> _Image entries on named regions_
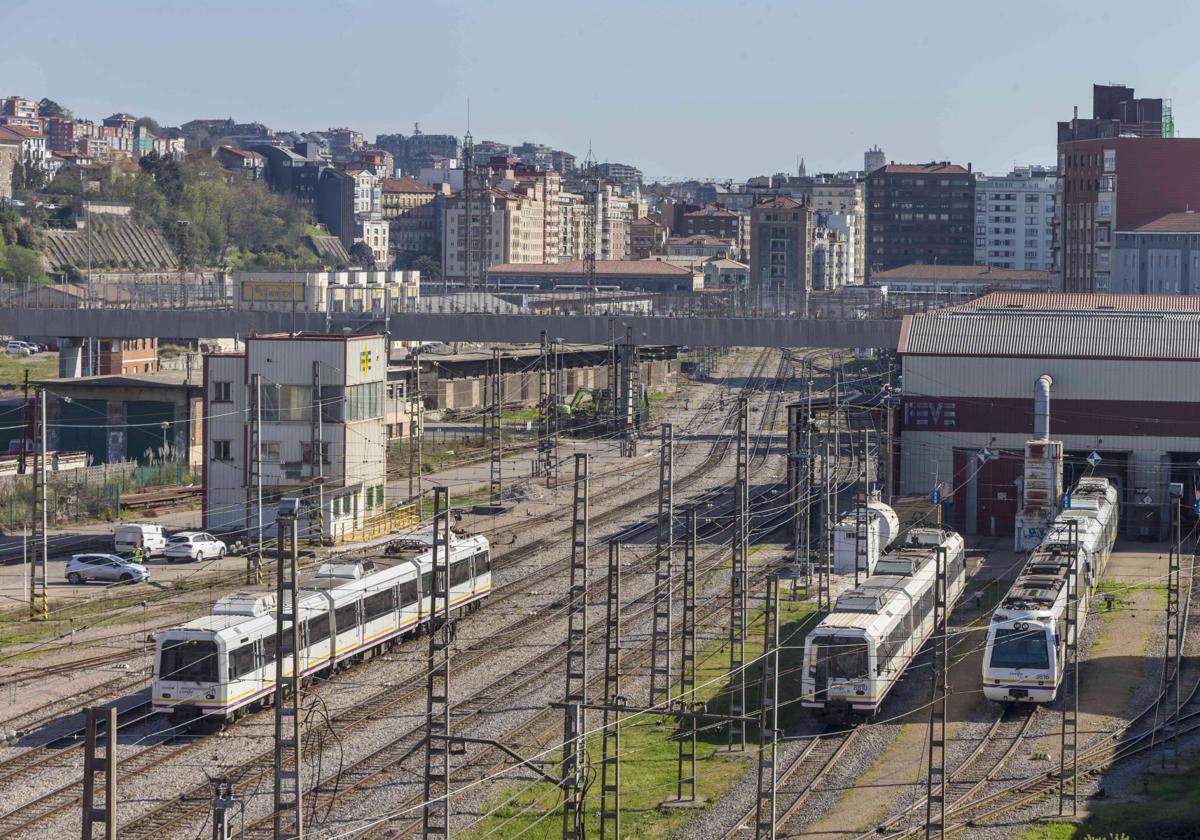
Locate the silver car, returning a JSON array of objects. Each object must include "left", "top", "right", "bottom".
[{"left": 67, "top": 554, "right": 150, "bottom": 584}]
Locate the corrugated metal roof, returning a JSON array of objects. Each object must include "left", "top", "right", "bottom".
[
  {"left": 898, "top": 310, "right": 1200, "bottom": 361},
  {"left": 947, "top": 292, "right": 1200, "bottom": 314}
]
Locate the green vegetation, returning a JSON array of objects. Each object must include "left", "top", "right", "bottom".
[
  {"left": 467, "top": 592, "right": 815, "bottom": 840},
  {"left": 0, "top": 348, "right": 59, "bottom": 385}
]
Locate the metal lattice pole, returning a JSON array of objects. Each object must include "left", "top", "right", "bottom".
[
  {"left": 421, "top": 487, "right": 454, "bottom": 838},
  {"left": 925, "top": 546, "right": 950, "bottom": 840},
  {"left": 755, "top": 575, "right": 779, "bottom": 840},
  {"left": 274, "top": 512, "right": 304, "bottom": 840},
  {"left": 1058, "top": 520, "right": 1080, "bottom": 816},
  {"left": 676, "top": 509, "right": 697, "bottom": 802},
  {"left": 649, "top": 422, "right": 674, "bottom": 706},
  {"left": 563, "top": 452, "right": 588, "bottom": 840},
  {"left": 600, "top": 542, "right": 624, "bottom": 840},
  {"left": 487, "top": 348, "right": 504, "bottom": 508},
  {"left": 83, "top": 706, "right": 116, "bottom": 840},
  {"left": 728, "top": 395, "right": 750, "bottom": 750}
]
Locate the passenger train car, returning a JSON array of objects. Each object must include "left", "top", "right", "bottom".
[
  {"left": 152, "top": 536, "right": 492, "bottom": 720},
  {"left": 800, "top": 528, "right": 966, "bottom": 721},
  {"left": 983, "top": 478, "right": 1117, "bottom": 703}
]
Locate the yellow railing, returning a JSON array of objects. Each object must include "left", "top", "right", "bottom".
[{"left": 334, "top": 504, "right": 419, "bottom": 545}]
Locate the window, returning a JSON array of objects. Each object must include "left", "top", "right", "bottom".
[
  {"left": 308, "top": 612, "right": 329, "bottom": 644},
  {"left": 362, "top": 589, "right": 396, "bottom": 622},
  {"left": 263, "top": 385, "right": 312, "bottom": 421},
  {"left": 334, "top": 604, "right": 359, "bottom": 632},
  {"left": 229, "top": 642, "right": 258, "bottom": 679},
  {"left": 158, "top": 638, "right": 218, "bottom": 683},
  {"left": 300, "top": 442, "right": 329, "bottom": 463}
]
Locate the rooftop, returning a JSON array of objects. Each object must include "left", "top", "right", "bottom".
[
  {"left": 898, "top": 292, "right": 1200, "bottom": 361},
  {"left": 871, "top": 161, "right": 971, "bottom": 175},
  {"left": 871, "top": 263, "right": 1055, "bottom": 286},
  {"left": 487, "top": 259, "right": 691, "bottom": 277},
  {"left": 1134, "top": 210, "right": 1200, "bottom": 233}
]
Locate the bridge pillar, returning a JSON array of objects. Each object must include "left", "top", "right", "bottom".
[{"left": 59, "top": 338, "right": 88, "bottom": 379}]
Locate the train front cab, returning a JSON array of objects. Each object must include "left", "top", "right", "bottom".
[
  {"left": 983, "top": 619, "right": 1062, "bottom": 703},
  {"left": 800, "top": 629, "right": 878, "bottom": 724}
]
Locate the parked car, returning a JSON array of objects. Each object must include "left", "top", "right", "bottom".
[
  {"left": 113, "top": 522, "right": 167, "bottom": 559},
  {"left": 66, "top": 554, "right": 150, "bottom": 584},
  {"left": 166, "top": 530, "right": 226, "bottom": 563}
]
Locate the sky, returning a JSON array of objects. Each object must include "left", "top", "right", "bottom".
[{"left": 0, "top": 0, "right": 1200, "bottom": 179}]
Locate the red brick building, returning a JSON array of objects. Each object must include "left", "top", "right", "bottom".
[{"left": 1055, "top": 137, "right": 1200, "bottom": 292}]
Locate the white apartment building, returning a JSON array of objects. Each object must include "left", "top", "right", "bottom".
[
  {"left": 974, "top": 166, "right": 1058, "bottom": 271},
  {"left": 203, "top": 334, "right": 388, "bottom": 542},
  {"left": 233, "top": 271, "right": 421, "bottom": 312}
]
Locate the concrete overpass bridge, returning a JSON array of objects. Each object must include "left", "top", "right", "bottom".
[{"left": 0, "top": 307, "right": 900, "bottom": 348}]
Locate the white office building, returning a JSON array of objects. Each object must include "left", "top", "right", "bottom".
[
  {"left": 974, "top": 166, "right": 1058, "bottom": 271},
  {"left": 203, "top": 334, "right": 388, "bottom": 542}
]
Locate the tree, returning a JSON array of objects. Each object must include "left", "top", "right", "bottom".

> _YOUR OBJECTIVE_
Which lines of the records above contain the word "building"? Copy each such line, treating case as significant.

> _RESULT FOR THIS TASK_
Locate the red brick building, returning a JSON array of objects. Each object must include "left", "top", "right", "bottom".
Locate the white apartment building, returning a JSON array of objects. Each object must include "left", "top", "right", "bottom".
Locate the white office building, returning a JSON array of objects. Each object must include "left", "top", "right", "bottom".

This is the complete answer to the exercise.